• _ACTIVITY_:
Give back only the lines from the one with "bed above? Mark it with a dot." through the last line of the data, exactly as they appear.

• _SOURCE INFORMATION_:
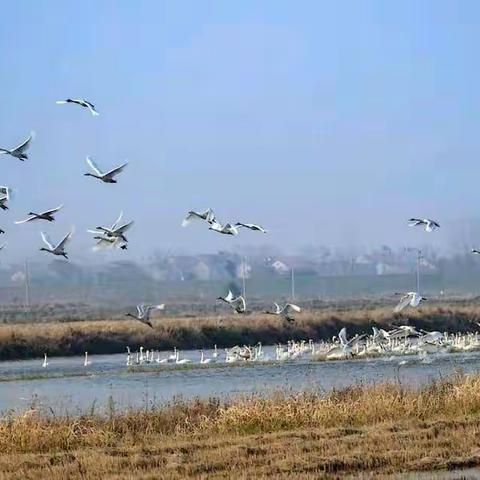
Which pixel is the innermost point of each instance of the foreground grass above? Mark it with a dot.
(365, 429)
(103, 336)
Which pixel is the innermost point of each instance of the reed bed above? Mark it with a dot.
(374, 430)
(104, 336)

• _EXERCISE ANSWER_:
Which pixel is the innermost point of each instance of the reed bed above? Mark it with a dot.
(374, 430)
(104, 336)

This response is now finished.